Dataset records
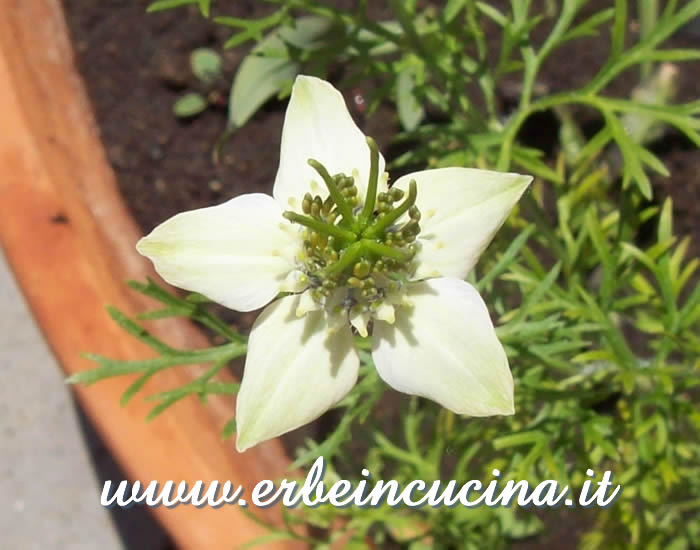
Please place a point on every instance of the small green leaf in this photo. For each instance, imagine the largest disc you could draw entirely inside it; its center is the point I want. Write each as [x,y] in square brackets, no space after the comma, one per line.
[190,104]
[259,77]
[162,5]
[206,64]
[410,111]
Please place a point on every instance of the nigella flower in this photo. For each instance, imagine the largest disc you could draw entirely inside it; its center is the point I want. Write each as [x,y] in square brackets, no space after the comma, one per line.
[333,248]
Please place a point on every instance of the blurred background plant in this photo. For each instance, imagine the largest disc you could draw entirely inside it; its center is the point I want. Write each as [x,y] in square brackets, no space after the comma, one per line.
[206,66]
[590,288]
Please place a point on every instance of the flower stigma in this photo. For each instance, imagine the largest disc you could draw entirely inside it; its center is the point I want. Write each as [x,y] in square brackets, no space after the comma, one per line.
[358,256]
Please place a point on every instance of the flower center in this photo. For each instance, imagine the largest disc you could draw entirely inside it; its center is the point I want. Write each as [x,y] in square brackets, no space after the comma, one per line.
[357,254]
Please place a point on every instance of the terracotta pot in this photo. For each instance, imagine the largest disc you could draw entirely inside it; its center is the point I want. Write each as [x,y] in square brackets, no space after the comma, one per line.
[70,242]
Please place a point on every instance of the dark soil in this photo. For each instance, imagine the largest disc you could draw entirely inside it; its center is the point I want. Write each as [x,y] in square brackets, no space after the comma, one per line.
[136,65]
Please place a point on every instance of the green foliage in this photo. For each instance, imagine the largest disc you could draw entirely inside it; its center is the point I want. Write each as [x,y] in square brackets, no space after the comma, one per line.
[601,324]
[206,64]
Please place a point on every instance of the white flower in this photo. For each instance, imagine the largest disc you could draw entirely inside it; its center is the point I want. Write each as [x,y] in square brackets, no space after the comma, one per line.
[350,252]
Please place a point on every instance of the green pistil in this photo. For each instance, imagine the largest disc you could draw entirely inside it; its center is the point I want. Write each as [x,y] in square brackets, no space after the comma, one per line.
[336,195]
[361,249]
[368,209]
[321,227]
[390,217]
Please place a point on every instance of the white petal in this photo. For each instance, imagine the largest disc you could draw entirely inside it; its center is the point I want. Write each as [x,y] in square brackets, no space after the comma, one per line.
[238,253]
[386,312]
[294,372]
[318,125]
[445,348]
[360,320]
[461,210]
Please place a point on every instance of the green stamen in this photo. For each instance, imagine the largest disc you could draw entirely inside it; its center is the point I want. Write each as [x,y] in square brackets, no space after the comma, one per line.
[371,197]
[350,256]
[321,227]
[390,217]
[387,251]
[359,250]
[335,193]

Brief:
Output only the lines running from the line with "Please place a point on every instance of the white petal" through the final line of the data, inclusive.

Response to this task:
Please place a point on every instance of the white petal in this photo. For each instance, imagine the largest disc you could draw entirely inside it; its center is the point I want. Write each as [x,y] in square brackets, no space after the comma, one per line.
[238,253]
[386,312]
[294,372]
[318,125]
[445,348]
[360,320]
[461,210]
Please place a point on every instance of the green stamen in this photo. For each instance, imagine the largest disc you could draw entirely inside it; its center is the point I want. Write each as [x,y] in square brackets, no space after the comma, one per line.
[371,197]
[350,256]
[321,227]
[390,217]
[387,251]
[359,250]
[335,193]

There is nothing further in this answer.